## [What you have to do]
Type the entries out again exactly as they read, but leave every picture behind.
═════ Extracted information
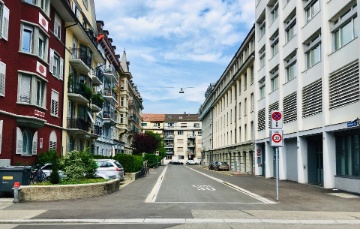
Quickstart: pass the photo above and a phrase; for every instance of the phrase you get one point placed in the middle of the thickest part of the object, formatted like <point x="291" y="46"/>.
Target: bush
<point x="152" y="159"/>
<point x="46" y="157"/>
<point x="131" y="163"/>
<point x="77" y="164"/>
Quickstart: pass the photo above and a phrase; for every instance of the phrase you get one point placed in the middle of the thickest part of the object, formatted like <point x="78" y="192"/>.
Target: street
<point x="179" y="196"/>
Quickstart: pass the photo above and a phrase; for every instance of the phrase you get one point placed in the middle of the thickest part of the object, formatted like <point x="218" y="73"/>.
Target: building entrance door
<point x="315" y="160"/>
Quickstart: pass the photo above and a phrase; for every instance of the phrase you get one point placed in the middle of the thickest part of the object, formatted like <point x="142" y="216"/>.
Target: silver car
<point x="109" y="169"/>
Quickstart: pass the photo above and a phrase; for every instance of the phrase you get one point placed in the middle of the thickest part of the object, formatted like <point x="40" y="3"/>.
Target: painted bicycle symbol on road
<point x="204" y="187"/>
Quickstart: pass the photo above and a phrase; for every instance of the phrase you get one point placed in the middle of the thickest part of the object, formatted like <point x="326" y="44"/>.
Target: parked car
<point x="47" y="169"/>
<point x="176" y="163"/>
<point x="110" y="169"/>
<point x="222" y="166"/>
<point x="212" y="165"/>
<point x="191" y="162"/>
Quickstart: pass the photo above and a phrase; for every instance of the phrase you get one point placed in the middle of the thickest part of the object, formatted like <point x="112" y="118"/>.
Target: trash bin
<point x="11" y="174"/>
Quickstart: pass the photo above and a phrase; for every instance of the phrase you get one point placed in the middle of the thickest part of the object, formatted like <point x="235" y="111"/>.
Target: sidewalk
<point x="292" y="195"/>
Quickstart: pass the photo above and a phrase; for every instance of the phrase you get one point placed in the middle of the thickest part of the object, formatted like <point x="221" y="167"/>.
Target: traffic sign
<point x="276" y="121"/>
<point x="276" y="138"/>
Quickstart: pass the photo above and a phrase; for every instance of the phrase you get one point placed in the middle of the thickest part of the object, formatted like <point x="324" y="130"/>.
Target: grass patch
<point x="77" y="181"/>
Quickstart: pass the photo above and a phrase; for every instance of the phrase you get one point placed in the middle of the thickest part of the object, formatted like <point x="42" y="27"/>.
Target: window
<point x="274" y="12"/>
<point x="345" y="28"/>
<point x="274" y="40"/>
<point x="290" y="28"/>
<point x="32" y="90"/>
<point x="57" y="26"/>
<point x="2" y="78"/>
<point x="262" y="57"/>
<point x="262" y="26"/>
<point x="33" y="41"/>
<point x="274" y="79"/>
<point x="54" y="103"/>
<point x="4" y="21"/>
<point x="245" y="82"/>
<point x="26" y="142"/>
<point x="313" y="51"/>
<point x="245" y="106"/>
<point x="311" y="9"/>
<point x="252" y="102"/>
<point x="348" y="155"/>
<point x="290" y="67"/>
<point x="56" y="65"/>
<point x="42" y="4"/>
<point x="52" y="141"/>
<point x="122" y="118"/>
<point x="262" y="88"/>
<point x="86" y="3"/>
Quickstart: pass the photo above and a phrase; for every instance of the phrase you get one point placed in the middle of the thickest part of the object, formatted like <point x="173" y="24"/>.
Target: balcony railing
<point x="110" y="92"/>
<point x="78" y="53"/>
<point x="78" y="123"/>
<point x="97" y="130"/>
<point x="110" y="115"/>
<point x="80" y="88"/>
══════════
## [Reply to the task]
Quickstart: pass the photo above and a phrase; for every instance of the phrase you get one point placed in the middle of the thickest part of the object, formatted like <point x="291" y="46"/>.
Target: bush
<point x="152" y="159"/>
<point x="46" y="157"/>
<point x="131" y="163"/>
<point x="77" y="164"/>
Quickstart: pass the photo above and a phrase; for every instance of the phrase you get one point placed in the middle of the thickest part of the object, formatted like <point x="78" y="192"/>.
Target: street
<point x="179" y="196"/>
Quickstart: pass the photo above and a phrase; for every instance of the phrase you get one point placed in the middle of the thickest part of the object, formatted like <point x="218" y="73"/>.
Target: building entrance door
<point x="315" y="160"/>
Quickstart: pass the photo above and a phrase; for every instance of the phrase you get one point placed in the middle of the thickest part of the object, formatted like <point x="142" y="216"/>.
Target: silver car
<point x="109" y="169"/>
Quickstart: pass the photo above and a phrase; for every instance of the phrase you get one point placed in the middle of the thickest part of the object, formatted like <point x="40" y="3"/>.
Target: painted bicycle symbol on road
<point x="204" y="187"/>
Quickstart: pass the photo above and a phrase; for every instance of the phrase you get one point placed in the middle of the thickest part of the object, formatted like <point x="326" y="44"/>.
Target: parked car
<point x="47" y="169"/>
<point x="176" y="163"/>
<point x="110" y="169"/>
<point x="222" y="166"/>
<point x="212" y="165"/>
<point x="191" y="162"/>
Quickstart: pass the photo above and a phrase; for every instance of the phrase you get one point placed in the middle of the thickest part of the object, formatted like <point x="112" y="118"/>.
Target: trash bin
<point x="11" y="174"/>
Quickstart: pass the photo above and a phrase; for every instance of the phrase you get one point placed in the middle of the thickest part of the object, formatted like <point x="235" y="111"/>.
Target: sidewalk
<point x="292" y="195"/>
Quickstart: pass the photo above and a phrase; for every instance of the phrase you get one point placed in the middle of the thickest part of the object, formatted like <point x="221" y="167"/>.
Target: traffic sign
<point x="276" y="121"/>
<point x="276" y="138"/>
Quickstart: pass the photo above and a phrase; for every instance of the phrase you get one point placed in the middle of the thickest part of the object, formatted like <point x="324" y="130"/>.
Target: grass patch
<point x="77" y="181"/>
Quickstart: pass the photo above and a phrase; for every instance of the phrase you get one point placed in the middle of the thickest part of the object, formatted like <point x="42" y="27"/>.
Target: window
<point x="274" y="12"/>
<point x="345" y="28"/>
<point x="274" y="40"/>
<point x="290" y="28"/>
<point x="32" y="90"/>
<point x="57" y="26"/>
<point x="2" y="78"/>
<point x="262" y="57"/>
<point x="262" y="26"/>
<point x="33" y="41"/>
<point x="274" y="79"/>
<point x="54" y="103"/>
<point x="4" y="21"/>
<point x="245" y="82"/>
<point x="26" y="142"/>
<point x="313" y="51"/>
<point x="245" y="106"/>
<point x="311" y="9"/>
<point x="252" y="102"/>
<point x="348" y="155"/>
<point x="290" y="67"/>
<point x="56" y="65"/>
<point x="42" y="4"/>
<point x="52" y="141"/>
<point x="122" y="118"/>
<point x="262" y="88"/>
<point x="86" y="3"/>
Quickstart: pass the photo above and a phrase; for every instance of the phrase you get one point placed in the middle of the thickest part of the object, formatted like <point x="173" y="24"/>.
Target: balcony railing
<point x="110" y="92"/>
<point x="78" y="53"/>
<point x="78" y="123"/>
<point x="97" y="130"/>
<point x="110" y="115"/>
<point x="80" y="88"/>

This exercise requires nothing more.